Re: arrow read/write examples in Java

Siddharth Teotia Tue, 19 Dec 2017 10:04:22 -0800

>From Arrow 0.8, the second step "Grab the corresponding mutator and
accessor objects by calls to getMutator(), getAccessor()" is not needed. In
fact, it is not even there.


On Tue, Dec 19, 2017 at 10:01 AM, Siddharth Teotia <[email protected]>
wrote:

> Hi Animesh,
>
> Firstly I would like to suggest switching over to Arrow 0.8 release asap
> since you are writing JAVA programs and the API usage has changed
> drastically. The new APIs are much simpler with good javadocs and detailed
> internal comments.
>
> If you are writing stop-gap implementation then it is probably fine to
> continue with old version but for long term new API usage is recommended.
>
>
>    - Create an instance of the vector. Note that this doesn't allocate
>    any memory for the elements in the vector
>    - Grab the corresponding mutator and accessor objects by calls to
>    getMutator(), getAccessor().
>    - Allocate memory
>       - *allocateNew()* - we will allocate memory for default number of
>       elements in the vector. This is applicable to both fixed width and 
> variable
>       width vectors.
>       - *allocateNew(valueCount)* -  for fixed width vectors. Use this
>       method if you have already know the number of elements to store in the
>       vector
>       - *allocateNew(bytes, valueCount)* - for variable width vectors.
>       Use this method if you already know the total size (in bytes) of all the
>       variable width elements you will be storing in the vector. For example, 
> if
>       you are going to store 1024 elements in the vector and the total size
>       across all variable width elements is under 1MB, you can call
>       allocateBytes(1024*1024, 1024)
>    - Populate the vector:
>       - Use the *set() or setSafe() *APIs in the mutator interface. From
>       Arrow 0.8 onwards, you can use these APIs directly on the vector 
> instance
>       and mutator/accessor are removed.
>       - The difference between set() and corresponding setSafe() API is
>       that latter internally takes care of expanding the vector's buffer(s) 
> for
>       storing new data.
>       - Each set() API has a corresponding setSafe() API.
>    - Do a setValueCount() based on the number of elements you populated
>    in the vector.
>    - Retrieve elements from the vector:
>       - Use the get(), getObject() APIs in the accessor interface. Again,
>       from Arrow 0.8 onwards you can use these APIs directly.
>    - With respect to usage of setInitialCapacity:
>       - Let's say your application always issues calls to allocateNew().
>       It is likely that this will end up over-allocating memory because it
>       assumes a default value count to begin with.
>       - In this case, if you do setInitialCapacity() followed by
>       allocateNew() then latter doesn't do default memory allocation. It does
>       exactly for the value capacity you specified in setInitialCapacity().

= TASK DIRECTIONS =
According to the Arrow mailing-list post, how does setSafe() differ from its corresponding set() API? Rely only on the Arrow mailing-list post above.

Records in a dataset
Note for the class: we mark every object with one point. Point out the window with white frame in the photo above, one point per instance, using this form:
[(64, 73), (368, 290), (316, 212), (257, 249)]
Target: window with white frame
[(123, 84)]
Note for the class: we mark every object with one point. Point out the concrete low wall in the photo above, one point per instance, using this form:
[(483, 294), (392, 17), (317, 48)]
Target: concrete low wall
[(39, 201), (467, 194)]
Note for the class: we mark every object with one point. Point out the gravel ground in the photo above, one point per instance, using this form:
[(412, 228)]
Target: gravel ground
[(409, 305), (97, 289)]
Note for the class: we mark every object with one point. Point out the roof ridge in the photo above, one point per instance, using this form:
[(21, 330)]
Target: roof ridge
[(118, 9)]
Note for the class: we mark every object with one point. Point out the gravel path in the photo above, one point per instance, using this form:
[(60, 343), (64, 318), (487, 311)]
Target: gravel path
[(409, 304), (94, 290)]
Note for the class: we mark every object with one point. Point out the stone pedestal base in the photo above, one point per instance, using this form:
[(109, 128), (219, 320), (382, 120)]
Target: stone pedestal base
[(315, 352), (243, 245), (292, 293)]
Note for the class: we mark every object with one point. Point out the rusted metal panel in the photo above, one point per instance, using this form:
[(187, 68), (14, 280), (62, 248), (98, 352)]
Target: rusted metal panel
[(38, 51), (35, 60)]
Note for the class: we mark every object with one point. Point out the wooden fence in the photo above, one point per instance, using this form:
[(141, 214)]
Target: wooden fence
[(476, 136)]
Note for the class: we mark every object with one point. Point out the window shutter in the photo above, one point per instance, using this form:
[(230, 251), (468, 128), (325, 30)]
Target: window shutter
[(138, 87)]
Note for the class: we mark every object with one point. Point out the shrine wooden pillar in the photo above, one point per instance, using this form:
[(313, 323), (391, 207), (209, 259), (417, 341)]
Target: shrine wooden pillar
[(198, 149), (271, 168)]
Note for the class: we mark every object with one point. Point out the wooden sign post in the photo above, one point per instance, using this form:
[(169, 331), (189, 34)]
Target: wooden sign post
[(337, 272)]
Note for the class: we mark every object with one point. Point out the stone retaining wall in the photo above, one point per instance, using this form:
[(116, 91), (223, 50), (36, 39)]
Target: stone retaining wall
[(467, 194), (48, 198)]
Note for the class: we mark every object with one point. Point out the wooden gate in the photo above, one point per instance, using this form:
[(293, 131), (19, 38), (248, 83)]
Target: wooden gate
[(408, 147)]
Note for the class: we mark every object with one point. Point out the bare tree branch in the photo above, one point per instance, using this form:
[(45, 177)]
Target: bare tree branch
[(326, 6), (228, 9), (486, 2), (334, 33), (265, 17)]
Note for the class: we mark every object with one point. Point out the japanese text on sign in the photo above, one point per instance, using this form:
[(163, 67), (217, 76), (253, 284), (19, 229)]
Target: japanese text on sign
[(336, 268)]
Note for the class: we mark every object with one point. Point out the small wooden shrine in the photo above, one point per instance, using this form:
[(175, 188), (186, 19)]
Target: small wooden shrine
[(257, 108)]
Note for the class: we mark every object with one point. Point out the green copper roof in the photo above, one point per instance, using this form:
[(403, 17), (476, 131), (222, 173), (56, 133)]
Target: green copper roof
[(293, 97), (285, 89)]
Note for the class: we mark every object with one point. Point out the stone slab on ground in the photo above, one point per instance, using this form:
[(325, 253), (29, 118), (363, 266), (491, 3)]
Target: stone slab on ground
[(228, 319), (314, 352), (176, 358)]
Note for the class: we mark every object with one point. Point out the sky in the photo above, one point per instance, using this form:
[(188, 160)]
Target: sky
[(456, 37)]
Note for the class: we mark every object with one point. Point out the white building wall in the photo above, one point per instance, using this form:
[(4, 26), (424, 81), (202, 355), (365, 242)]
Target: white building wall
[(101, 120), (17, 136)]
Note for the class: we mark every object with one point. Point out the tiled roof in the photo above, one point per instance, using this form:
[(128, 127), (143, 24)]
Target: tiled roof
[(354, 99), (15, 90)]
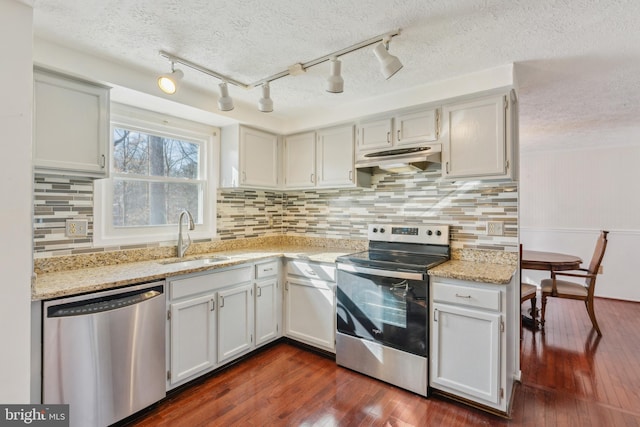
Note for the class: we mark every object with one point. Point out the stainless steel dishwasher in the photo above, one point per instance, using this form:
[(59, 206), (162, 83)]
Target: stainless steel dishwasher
[(104, 353)]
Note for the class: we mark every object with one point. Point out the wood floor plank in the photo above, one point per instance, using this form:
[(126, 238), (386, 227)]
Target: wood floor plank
[(569, 378)]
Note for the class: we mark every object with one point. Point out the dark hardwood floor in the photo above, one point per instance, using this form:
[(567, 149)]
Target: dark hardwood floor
[(570, 377)]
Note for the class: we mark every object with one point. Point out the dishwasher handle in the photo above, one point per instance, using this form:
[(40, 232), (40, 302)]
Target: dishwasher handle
[(105, 303)]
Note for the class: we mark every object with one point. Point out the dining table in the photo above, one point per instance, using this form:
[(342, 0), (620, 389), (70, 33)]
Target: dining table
[(551, 261)]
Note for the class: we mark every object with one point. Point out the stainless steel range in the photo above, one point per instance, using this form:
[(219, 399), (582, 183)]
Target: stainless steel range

= ANSWER BELOW =
setSafe() internally takes care of expanding the vector's buffer(s) for storing new data.